▼
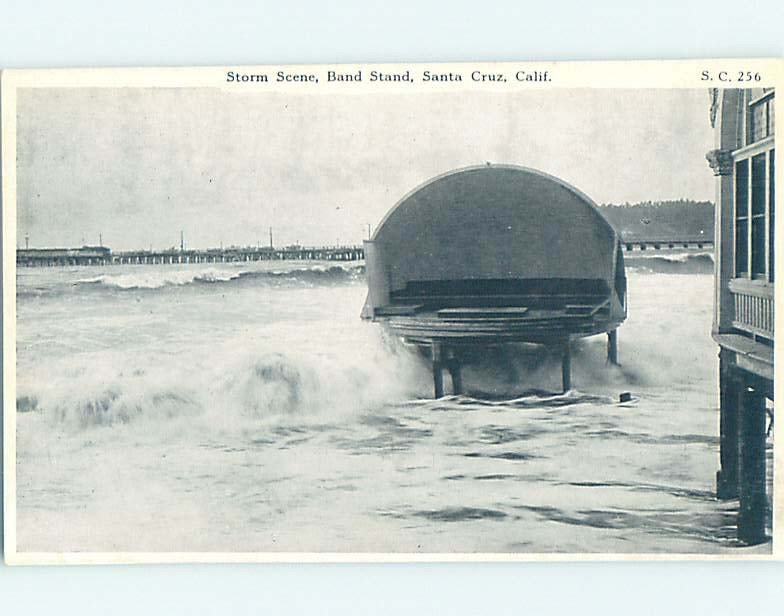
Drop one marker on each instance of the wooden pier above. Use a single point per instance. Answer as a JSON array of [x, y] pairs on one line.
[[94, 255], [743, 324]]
▲
▼
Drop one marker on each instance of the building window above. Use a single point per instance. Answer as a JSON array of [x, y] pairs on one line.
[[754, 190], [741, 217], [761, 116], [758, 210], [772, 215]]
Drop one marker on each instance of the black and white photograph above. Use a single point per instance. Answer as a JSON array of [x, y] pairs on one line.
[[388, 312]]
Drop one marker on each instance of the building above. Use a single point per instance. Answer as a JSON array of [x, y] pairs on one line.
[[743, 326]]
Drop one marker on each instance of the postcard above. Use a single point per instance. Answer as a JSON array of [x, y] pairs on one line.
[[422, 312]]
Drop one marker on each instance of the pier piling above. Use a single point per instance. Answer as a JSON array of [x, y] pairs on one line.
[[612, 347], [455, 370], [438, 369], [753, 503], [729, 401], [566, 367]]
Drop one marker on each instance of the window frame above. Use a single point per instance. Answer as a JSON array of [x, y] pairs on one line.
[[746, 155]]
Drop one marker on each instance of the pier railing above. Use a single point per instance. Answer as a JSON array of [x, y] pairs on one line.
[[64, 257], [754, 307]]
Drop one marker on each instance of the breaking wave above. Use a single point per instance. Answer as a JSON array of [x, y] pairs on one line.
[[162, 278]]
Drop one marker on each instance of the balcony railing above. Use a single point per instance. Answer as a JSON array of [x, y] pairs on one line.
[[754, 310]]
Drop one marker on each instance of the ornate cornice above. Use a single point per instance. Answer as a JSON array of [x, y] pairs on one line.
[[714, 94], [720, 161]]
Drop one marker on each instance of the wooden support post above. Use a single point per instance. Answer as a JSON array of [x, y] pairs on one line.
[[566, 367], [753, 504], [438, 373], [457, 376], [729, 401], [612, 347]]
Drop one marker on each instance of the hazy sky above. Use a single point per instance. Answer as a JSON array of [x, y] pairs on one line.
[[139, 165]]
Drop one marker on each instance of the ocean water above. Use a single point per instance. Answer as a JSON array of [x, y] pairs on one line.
▲
▼
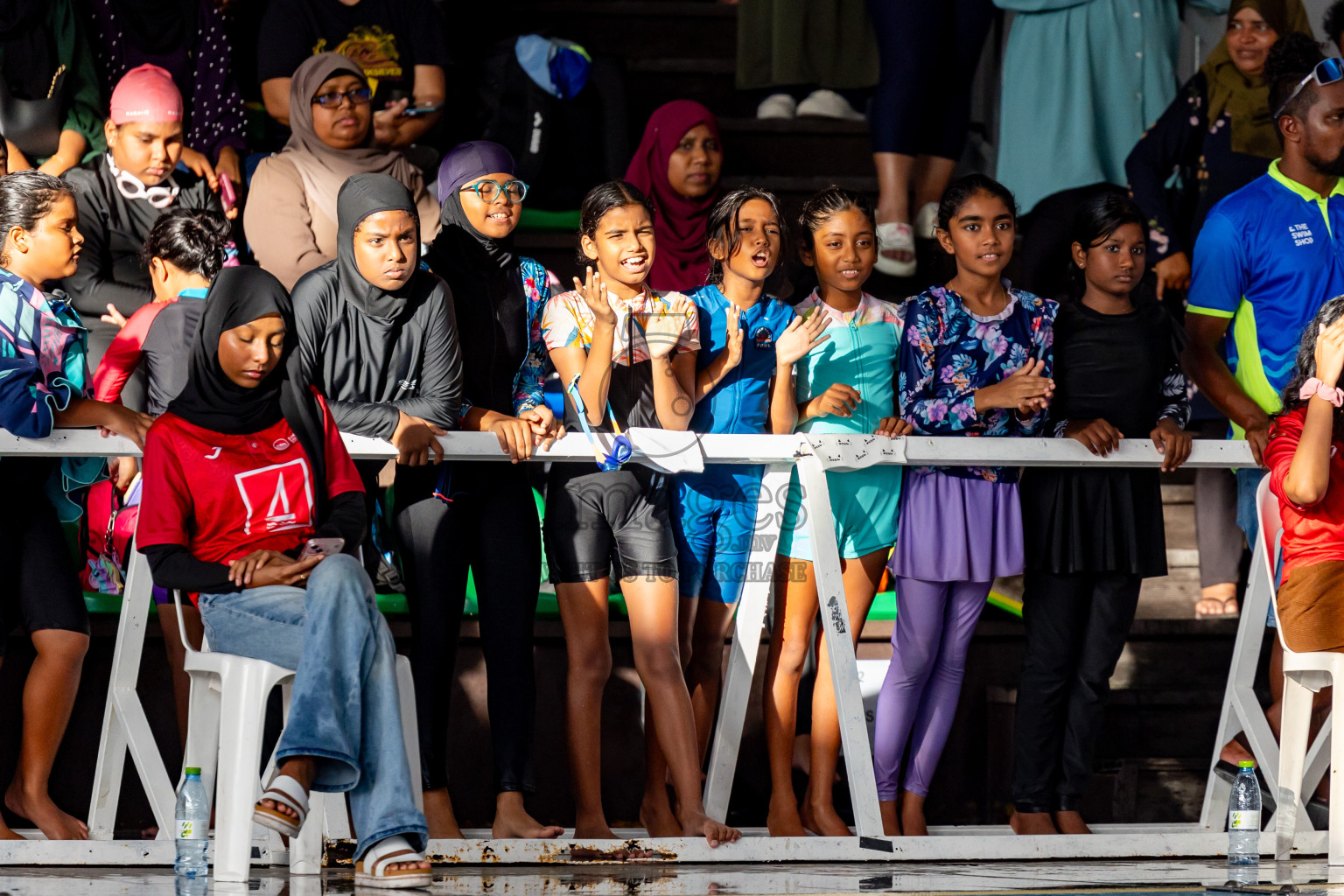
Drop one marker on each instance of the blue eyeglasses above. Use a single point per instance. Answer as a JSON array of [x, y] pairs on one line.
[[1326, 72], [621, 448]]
▲
Task objective: Resize the part that opens with the line containing "Drop one marker on each instance of the breaking" and closes with the line containing "[[139, 165]]" by reproducing every line of it, requests included, and nothing else. Multiply each x and y coordinate in the answers by 1.2, rounding to whole numbers with halves going up.

Finished task:
Drop one marker on each instance of the breaking wave above. Use a single point per instance. Answer as a JSON array of [x, y] pairs on one line.
[[194, 334]]
Drop one marker on each instance of the balcony railing above. Use a single point per instance. Answer as a JSON array of [x, y] pairs on one line.
[[905, 372]]
Drop one marker on each instance of the ornate cornice above. Use a single point per instance. Answer as a JSON array of [x, y] pairs on one line.
[[857, 113], [864, 193]]
Drop one marker on each instance of the wooden support post above. Use a single point per instance. Answer as a JSON array of [x, y] pairs on one line.
[[679, 440], [904, 605], [526, 448], [548, 451], [875, 481], [734, 416]]
Drop one marker on each instance of the hazy sky above. Use a single point per instance. Answer as a JSON array of [x, y] pairs on one line.
[[167, 198]]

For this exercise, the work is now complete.